- Task description -
Write the records out again, precisely as they stand.

- Entries provided -
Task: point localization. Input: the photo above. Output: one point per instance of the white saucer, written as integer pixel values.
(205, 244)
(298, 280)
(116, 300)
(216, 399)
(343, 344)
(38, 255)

- Result -
Task: point localization. Input: the photo above. Output: one point per instance of the white saucer, written as integer pixel values.
(205, 244)
(298, 280)
(116, 300)
(216, 399)
(343, 344)
(38, 255)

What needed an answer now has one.